Direction -> Look for the line containing "smile in this photo." in the listing below. Retype that line and every subsequent line through the last one, and only those.

Provided data ->
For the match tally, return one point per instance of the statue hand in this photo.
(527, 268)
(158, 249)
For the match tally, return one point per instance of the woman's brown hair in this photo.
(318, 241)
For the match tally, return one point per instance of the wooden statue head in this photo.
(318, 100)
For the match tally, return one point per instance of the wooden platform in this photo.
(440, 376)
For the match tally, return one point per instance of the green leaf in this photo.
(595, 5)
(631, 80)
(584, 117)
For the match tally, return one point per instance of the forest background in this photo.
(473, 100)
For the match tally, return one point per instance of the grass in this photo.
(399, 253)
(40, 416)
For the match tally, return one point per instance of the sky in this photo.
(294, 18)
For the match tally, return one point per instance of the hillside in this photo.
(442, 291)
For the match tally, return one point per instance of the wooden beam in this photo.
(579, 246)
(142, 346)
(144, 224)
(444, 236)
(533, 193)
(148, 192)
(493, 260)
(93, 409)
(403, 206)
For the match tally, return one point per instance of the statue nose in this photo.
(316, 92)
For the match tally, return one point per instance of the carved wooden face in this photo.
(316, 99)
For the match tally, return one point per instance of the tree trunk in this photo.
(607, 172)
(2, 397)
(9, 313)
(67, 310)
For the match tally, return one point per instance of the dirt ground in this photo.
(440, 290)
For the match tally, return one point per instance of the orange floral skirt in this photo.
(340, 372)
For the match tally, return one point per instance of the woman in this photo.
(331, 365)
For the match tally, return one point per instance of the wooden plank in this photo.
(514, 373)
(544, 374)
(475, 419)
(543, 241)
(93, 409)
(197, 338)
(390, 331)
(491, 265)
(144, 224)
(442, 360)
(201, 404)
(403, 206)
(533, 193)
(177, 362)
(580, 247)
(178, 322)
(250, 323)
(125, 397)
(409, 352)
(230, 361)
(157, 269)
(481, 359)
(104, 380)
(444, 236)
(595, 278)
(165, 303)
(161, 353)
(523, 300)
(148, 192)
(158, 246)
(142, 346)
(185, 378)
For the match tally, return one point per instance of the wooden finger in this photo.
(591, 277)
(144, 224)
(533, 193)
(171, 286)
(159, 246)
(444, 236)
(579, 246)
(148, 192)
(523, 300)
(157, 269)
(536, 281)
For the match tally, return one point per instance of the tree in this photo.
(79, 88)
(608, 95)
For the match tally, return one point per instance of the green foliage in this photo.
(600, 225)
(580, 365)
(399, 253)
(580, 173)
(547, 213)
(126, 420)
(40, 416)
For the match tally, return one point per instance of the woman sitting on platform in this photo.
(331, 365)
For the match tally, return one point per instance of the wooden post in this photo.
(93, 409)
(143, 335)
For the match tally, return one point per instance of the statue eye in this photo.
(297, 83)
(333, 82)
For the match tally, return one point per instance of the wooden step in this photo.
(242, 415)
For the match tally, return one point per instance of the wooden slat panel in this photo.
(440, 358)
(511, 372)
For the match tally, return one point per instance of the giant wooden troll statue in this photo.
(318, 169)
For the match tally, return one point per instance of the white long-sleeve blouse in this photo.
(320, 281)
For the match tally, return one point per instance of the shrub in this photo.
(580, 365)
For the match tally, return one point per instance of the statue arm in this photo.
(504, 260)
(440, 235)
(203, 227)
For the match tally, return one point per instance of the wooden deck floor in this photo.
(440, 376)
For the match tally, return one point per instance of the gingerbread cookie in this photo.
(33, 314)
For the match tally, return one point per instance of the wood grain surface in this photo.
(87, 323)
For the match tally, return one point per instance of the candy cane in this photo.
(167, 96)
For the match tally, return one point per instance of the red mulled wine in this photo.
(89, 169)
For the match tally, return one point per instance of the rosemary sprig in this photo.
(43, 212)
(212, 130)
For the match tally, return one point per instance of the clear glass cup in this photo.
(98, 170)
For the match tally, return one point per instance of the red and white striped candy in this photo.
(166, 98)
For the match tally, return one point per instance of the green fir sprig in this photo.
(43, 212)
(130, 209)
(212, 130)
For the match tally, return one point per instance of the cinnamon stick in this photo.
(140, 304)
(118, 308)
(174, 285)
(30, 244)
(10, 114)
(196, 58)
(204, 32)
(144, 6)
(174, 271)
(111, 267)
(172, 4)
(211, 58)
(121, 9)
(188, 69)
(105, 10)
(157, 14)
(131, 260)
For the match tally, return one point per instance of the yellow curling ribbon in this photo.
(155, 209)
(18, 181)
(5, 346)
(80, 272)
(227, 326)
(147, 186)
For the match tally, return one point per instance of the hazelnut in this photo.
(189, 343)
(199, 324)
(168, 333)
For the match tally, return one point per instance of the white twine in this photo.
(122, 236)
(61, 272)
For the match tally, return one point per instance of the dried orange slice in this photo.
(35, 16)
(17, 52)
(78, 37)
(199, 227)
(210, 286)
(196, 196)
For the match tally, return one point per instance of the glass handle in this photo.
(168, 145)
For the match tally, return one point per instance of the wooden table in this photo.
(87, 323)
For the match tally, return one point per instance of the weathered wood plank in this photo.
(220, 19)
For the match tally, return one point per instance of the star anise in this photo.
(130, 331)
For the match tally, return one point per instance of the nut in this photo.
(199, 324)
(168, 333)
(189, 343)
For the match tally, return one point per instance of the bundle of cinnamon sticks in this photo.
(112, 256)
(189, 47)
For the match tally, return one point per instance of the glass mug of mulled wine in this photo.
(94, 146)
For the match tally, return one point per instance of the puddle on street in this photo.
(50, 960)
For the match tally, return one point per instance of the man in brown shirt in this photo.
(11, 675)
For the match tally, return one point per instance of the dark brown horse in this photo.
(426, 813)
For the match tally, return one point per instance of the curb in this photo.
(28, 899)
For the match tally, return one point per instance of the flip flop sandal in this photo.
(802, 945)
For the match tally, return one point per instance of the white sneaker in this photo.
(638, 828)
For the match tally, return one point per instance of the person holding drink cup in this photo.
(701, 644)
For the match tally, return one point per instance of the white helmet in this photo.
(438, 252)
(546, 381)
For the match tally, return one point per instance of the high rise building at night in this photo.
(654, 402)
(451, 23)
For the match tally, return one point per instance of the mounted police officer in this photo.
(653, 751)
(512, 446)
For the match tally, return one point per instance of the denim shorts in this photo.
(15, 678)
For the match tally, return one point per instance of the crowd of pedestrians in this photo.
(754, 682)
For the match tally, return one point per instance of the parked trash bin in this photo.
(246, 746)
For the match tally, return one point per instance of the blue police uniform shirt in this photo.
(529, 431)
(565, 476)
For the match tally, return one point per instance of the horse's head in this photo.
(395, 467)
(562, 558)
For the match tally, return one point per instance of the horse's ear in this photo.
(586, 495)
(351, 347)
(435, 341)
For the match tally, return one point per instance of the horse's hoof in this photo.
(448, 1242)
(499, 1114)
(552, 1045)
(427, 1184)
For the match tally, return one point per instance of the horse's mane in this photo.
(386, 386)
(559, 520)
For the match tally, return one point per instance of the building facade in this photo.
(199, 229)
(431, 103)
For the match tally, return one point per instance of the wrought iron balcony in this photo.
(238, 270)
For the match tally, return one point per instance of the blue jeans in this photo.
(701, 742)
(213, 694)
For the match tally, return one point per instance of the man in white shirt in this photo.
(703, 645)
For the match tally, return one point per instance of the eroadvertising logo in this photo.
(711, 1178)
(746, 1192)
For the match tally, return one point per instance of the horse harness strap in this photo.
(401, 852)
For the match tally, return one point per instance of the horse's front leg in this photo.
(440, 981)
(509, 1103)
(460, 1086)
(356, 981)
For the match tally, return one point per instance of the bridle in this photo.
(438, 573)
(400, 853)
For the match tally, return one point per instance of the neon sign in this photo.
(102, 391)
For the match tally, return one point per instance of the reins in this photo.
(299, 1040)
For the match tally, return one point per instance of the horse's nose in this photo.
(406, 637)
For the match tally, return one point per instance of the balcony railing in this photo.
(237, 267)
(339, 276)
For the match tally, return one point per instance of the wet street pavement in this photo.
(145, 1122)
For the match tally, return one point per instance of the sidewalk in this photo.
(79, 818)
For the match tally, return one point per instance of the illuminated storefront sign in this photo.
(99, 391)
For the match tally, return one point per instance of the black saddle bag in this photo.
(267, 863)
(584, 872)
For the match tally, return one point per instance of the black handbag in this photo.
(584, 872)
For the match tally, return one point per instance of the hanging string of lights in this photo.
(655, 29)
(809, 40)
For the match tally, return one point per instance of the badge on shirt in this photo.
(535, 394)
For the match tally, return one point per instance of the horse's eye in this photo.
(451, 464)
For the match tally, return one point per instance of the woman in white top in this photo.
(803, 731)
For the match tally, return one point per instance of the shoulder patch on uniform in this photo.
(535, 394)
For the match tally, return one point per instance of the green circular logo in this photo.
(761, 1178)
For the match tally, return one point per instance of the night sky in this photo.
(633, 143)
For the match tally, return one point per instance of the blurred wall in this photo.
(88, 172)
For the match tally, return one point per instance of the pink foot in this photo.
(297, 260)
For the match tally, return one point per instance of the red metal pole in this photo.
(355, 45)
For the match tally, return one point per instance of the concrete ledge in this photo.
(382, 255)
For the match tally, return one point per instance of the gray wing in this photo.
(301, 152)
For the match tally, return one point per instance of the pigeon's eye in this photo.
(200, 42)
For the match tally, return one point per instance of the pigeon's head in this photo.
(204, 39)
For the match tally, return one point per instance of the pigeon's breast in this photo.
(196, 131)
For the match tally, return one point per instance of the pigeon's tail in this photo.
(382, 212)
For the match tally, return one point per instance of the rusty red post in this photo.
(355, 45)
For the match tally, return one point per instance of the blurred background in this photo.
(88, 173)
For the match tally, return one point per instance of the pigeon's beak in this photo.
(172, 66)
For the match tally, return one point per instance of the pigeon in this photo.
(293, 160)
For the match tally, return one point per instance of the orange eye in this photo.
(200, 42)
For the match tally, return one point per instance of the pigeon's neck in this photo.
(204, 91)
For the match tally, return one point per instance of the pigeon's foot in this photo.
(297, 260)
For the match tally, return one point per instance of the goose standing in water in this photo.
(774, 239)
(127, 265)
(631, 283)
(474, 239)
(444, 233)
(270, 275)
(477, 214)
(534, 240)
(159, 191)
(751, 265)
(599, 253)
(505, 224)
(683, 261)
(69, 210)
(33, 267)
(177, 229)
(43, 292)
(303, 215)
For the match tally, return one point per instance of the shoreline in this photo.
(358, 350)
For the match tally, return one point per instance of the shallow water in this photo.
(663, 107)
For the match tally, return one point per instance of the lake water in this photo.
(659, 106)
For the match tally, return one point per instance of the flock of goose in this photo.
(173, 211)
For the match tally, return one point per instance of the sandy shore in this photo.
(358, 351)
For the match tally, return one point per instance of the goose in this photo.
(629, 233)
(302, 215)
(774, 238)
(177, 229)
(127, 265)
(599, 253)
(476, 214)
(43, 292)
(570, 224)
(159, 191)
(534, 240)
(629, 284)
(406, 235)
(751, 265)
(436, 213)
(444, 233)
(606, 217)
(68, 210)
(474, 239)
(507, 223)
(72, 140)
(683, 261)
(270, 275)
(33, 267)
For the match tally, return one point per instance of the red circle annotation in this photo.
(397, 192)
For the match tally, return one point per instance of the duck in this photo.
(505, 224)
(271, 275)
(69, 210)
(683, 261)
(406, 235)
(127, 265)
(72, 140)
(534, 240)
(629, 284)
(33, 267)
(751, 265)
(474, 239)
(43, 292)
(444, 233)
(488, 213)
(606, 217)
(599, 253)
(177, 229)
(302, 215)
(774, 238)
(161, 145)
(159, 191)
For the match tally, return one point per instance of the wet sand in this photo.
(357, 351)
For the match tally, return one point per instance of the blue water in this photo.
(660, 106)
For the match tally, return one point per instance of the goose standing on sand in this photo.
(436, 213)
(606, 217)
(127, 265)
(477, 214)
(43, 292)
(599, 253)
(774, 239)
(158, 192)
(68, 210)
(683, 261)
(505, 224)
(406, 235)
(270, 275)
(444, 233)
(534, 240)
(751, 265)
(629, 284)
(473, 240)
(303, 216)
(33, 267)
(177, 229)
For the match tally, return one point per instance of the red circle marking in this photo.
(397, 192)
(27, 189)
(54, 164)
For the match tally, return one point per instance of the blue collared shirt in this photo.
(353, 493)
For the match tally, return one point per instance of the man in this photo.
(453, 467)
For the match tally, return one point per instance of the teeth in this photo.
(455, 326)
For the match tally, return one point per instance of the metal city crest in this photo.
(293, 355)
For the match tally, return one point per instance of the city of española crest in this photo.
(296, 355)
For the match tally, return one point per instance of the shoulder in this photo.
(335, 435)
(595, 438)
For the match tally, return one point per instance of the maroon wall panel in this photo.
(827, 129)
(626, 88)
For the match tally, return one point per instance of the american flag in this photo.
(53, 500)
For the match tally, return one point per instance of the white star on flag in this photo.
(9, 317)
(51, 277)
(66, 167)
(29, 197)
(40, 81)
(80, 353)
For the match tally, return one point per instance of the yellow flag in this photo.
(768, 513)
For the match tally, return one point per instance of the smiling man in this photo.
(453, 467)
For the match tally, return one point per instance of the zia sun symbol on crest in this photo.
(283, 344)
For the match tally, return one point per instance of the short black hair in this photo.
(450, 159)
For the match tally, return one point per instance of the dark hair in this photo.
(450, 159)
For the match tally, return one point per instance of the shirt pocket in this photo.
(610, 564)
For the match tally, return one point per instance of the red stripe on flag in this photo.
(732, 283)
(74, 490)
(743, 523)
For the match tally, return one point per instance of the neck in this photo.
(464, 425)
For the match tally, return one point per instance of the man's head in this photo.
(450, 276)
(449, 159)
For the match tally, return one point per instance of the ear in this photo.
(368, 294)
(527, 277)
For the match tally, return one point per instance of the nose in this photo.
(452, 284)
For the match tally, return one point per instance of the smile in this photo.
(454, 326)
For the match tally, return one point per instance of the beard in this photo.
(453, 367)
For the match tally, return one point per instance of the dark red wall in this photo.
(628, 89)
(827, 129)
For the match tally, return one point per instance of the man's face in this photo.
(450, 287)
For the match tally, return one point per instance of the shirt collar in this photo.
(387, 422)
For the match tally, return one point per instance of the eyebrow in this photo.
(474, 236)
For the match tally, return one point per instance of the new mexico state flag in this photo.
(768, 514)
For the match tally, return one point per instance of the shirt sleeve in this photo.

Output of the exercise ->
For the match tally, return one point per instance of the smile in this photo.
(454, 326)
For the match tally, return one point per instance of the beard in this photo.
(453, 367)
For the match tally, return one point per instance of the dark red wall in this photo.
(628, 89)
(827, 129)
For the match tally, return one point per instance of the man's face in this photo.
(450, 287)
For the match tally, return one point per instance of the shirt collar in this photo.
(387, 422)
For the match tally, return one point per instance of the eyebrow in this photo.
(474, 236)
For the match tally, return one point per instance of the new mexico state flag in this photo.
(768, 514)
For the match tally, return one point per instance of the shirt sleeve in this photo.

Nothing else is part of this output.